What is required: Restate each of the lines given below, word for word.

Stored data:
◆ ◆ ◆

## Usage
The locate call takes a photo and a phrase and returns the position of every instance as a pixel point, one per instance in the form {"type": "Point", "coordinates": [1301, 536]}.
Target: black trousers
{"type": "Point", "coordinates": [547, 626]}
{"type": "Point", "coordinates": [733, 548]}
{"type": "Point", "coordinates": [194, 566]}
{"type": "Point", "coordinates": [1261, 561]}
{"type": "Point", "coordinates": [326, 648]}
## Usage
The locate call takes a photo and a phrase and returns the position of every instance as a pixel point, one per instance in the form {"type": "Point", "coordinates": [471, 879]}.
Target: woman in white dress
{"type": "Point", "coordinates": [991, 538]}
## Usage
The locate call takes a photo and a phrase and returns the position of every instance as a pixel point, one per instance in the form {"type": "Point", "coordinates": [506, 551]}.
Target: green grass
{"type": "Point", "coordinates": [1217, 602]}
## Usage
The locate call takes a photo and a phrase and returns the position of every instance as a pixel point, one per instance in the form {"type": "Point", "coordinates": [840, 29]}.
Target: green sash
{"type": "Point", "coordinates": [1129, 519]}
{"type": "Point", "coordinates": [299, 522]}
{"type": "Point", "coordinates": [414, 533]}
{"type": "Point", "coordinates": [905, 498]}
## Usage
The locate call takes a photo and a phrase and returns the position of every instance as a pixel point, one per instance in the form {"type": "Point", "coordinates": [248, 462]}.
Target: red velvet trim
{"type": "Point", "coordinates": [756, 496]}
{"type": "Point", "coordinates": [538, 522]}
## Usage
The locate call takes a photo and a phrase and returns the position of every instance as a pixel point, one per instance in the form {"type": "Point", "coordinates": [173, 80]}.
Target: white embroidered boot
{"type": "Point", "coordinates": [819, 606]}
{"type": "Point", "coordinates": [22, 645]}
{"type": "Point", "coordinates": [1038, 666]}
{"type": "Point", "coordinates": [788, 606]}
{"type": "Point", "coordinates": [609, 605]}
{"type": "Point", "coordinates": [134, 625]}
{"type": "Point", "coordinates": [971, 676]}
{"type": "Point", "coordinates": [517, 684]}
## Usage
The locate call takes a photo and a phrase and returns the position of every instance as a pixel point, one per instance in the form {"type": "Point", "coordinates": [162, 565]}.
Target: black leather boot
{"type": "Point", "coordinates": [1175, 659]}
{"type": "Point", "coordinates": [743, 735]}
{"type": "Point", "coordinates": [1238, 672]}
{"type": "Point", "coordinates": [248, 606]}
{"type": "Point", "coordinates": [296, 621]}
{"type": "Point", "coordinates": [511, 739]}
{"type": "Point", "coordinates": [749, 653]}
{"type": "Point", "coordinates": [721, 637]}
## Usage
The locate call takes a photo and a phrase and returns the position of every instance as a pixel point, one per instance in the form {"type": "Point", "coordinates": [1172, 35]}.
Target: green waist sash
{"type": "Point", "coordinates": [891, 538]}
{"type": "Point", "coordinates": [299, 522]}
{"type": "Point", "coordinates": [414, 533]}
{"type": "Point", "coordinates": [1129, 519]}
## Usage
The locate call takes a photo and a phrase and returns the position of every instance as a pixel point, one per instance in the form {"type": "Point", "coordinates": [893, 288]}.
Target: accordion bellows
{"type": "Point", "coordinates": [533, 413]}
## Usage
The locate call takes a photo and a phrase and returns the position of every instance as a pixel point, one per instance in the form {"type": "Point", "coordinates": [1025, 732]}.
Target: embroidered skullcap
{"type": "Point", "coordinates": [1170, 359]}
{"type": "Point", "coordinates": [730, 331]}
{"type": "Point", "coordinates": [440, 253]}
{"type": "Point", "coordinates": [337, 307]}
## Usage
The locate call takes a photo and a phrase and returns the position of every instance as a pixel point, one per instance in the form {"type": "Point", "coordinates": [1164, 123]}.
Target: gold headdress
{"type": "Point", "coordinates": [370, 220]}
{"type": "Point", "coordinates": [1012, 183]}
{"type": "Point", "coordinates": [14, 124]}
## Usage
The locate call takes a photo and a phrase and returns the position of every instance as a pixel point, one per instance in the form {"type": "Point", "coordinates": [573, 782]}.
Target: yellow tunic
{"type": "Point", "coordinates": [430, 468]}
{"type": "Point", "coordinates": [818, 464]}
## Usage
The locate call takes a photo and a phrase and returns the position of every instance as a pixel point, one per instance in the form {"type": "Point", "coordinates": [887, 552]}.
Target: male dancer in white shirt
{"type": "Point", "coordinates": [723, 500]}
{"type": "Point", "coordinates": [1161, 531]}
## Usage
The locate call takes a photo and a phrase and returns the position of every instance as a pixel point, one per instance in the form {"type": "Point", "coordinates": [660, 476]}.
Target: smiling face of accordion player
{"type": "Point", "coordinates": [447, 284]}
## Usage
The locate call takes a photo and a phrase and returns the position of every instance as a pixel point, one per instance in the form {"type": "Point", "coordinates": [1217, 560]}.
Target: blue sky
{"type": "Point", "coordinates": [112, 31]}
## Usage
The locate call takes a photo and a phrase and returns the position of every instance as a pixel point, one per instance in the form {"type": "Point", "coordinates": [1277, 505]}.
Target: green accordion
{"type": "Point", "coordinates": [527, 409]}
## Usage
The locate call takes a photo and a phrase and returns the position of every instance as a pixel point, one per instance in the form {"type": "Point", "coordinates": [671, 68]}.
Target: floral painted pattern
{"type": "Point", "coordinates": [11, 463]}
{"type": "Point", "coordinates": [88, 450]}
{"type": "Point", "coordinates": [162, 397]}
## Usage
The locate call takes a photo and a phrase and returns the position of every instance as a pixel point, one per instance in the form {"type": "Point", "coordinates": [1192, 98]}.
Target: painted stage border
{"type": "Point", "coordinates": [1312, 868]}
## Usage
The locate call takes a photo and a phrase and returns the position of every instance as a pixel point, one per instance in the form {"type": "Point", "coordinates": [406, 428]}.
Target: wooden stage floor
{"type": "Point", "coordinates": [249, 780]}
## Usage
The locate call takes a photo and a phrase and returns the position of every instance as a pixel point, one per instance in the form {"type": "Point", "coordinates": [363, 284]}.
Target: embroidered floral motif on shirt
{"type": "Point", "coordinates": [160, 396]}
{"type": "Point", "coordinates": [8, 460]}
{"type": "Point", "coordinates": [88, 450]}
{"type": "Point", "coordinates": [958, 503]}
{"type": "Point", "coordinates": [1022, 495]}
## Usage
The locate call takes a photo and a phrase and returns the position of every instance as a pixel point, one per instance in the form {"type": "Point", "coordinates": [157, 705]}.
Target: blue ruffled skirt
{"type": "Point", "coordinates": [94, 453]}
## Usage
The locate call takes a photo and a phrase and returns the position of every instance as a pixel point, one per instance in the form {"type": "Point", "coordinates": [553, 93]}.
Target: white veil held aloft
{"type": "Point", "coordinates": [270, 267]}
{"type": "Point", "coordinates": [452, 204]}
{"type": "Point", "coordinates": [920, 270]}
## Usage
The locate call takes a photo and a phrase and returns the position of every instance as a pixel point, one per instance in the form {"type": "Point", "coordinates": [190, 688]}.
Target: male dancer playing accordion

◆ ◆ ◆

Answer to this problem:
## Usage
The locate call takes a photo and a phrase and returns the position of every instance as a pixel point, one per instance in the form {"type": "Point", "coordinates": [1301, 536]}.
Target: black trousers
{"type": "Point", "coordinates": [547, 626]}
{"type": "Point", "coordinates": [733, 548]}
{"type": "Point", "coordinates": [194, 566]}
{"type": "Point", "coordinates": [1261, 561]}
{"type": "Point", "coordinates": [326, 648]}
## Usage
The locate call takes a photo and a phrase and returns the position of every instance as a pixel point, one per instance in the form {"type": "Point", "coordinates": [471, 879]}.
Target: woman in white dress
{"type": "Point", "coordinates": [991, 538]}
## Usage
The locate call takes a photo and a phrase and returns the position of every instance as a pixel point, one per instance in the form {"type": "Point", "coordinates": [506, 551]}.
Target: green grass
{"type": "Point", "coordinates": [1217, 602]}
## Usage
The locate call takes a photo and a phrase and returns the position of every instance as a pixel point, one per instance in the form {"type": "Point", "coordinates": [840, 29]}.
Target: green sash
{"type": "Point", "coordinates": [1129, 519]}
{"type": "Point", "coordinates": [299, 522]}
{"type": "Point", "coordinates": [414, 533]}
{"type": "Point", "coordinates": [905, 498]}
## Usage
The locate call takes a photo and a phrase and returns the position of every instance as a pixel point, one per instance in the form {"type": "Point", "coordinates": [248, 462]}.
Target: red velvet trim
{"type": "Point", "coordinates": [756, 496]}
{"type": "Point", "coordinates": [538, 522]}
## Usage
The locate call takes a photo and a phrase and returns the position of every instance as a pixel point, one per instance in the form {"type": "Point", "coordinates": [173, 80]}.
Target: white embroidered boot
{"type": "Point", "coordinates": [819, 606]}
{"type": "Point", "coordinates": [22, 645]}
{"type": "Point", "coordinates": [1038, 666]}
{"type": "Point", "coordinates": [788, 606]}
{"type": "Point", "coordinates": [609, 605]}
{"type": "Point", "coordinates": [134, 625]}
{"type": "Point", "coordinates": [971, 676]}
{"type": "Point", "coordinates": [517, 684]}
## Usage
The locate call takes a photo and a phrase and returns the position of every instance as a pixel point, one per instance in the form {"type": "Point", "coordinates": [162, 565]}.
Target: black leather boot
{"type": "Point", "coordinates": [1175, 659]}
{"type": "Point", "coordinates": [743, 735]}
{"type": "Point", "coordinates": [1238, 672]}
{"type": "Point", "coordinates": [248, 606]}
{"type": "Point", "coordinates": [296, 621]}
{"type": "Point", "coordinates": [511, 739]}
{"type": "Point", "coordinates": [749, 653]}
{"type": "Point", "coordinates": [721, 637]}
## Usage
The locate call takes a photo and a phrase and returns the position of every instance as a pixel point, one per instance in the form {"type": "Point", "coordinates": [1172, 35]}.
Target: green waist sash
{"type": "Point", "coordinates": [891, 538]}
{"type": "Point", "coordinates": [299, 522]}
{"type": "Point", "coordinates": [414, 533]}
{"type": "Point", "coordinates": [1129, 519]}
## Usage
The locate call takes a photo and a phrase and returns the position of every instance as a pixel point, one per instance in the form {"type": "Point", "coordinates": [893, 288]}.
Target: accordion bellows
{"type": "Point", "coordinates": [533, 413]}
## Usage
The locate call takes a photo and a phrase and returns the position of every instance as a pixel point, one per instance in the form {"type": "Point", "coordinates": [1025, 732]}.
Target: embroidered skullcap
{"type": "Point", "coordinates": [1170, 359]}
{"type": "Point", "coordinates": [730, 331]}
{"type": "Point", "coordinates": [440, 253]}
{"type": "Point", "coordinates": [337, 307]}
## Usage
The locate call takes a photo and a phrase and returns the position of every instance as a pixel point, one per instance in the form {"type": "Point", "coordinates": [1164, 123]}.
Target: gold headdress
{"type": "Point", "coordinates": [370, 220]}
{"type": "Point", "coordinates": [1012, 183]}
{"type": "Point", "coordinates": [14, 124]}
## Usage
The locate call takes a photo and a phrase and returns the position of every instance as a pixel point, one per instance in the form {"type": "Point", "coordinates": [573, 782]}.
Target: yellow tunic
{"type": "Point", "coordinates": [430, 468]}
{"type": "Point", "coordinates": [818, 464]}
## Usage
The locate call takes a photo and a phrase and returns the position of every instance as a pixel point, one per instance in the form {"type": "Point", "coordinates": [887, 552]}.
Target: male dancer in white shirt
{"type": "Point", "coordinates": [723, 500]}
{"type": "Point", "coordinates": [1161, 531]}
## Usage
The locate call takes a photo and a phrase and returns the position of every instance as a pixel point, one per instance in the form {"type": "Point", "coordinates": [660, 476]}.
Target: smiling face of accordion player
{"type": "Point", "coordinates": [447, 284]}
## Usage
The locate call takes a photo and a phrase and returns the position of every instance as a pixel point, one per instance in the form {"type": "Point", "coordinates": [1217, 560]}.
Target: blue sky
{"type": "Point", "coordinates": [112, 31]}
## Usage
The locate call takes a photo and a phrase and returns the position of every instance as a pixel point, one per instance in the form {"type": "Point", "coordinates": [1277, 505]}.
Target: green accordion
{"type": "Point", "coordinates": [527, 409]}
## Usage
The locate call takes a photo and a phrase and returns the position of every instance as a pixel point, one per instance in the form {"type": "Point", "coordinates": [671, 68]}.
Target: floral painted pattern
{"type": "Point", "coordinates": [11, 463]}
{"type": "Point", "coordinates": [88, 450]}
{"type": "Point", "coordinates": [162, 397]}
## Usage
The locate call takes a photo and a phrase and returns the position of every instance as a pixel point, one per instance in the form {"type": "Point", "coordinates": [1192, 98]}.
Target: painted stage border
{"type": "Point", "coordinates": [1312, 868]}
## Usage
The locate call takes a photo and a phrase and returns the position of every instance as a pixel point, one per instance in the form {"type": "Point", "coordinates": [406, 428]}.
Target: wooden stage floor
{"type": "Point", "coordinates": [249, 780]}
## Usage
The locate call takes a photo and a phrase and returns the position of every instance as a pixel point, one per instance in the form {"type": "Point", "coordinates": [363, 284]}.
Target: embroidered floral motif on shirt
{"type": "Point", "coordinates": [160, 396]}
{"type": "Point", "coordinates": [8, 460]}
{"type": "Point", "coordinates": [88, 450]}
{"type": "Point", "coordinates": [958, 503]}
{"type": "Point", "coordinates": [1022, 495]}
## Usage
The locate call takes a photo and a phrase and returns the position of every instance as a pixel point, one per instance in the form {"type": "Point", "coordinates": [157, 705]}.
Target: blue ruffled skirt
{"type": "Point", "coordinates": [94, 453]}
## Usage
The locate call takes a photo and a phrase and returns the position of every instance as a pixel point, one per instance in the form {"type": "Point", "coordinates": [553, 93]}.
Target: white veil held aloft
{"type": "Point", "coordinates": [270, 267]}
{"type": "Point", "coordinates": [452, 204]}
{"type": "Point", "coordinates": [920, 270]}
## Usage
The locate call takes a photo and a phrase and returns the position of every instance as a pixel point, one per instance in the form {"type": "Point", "coordinates": [190, 688]}.
Target: male dancer playing accordion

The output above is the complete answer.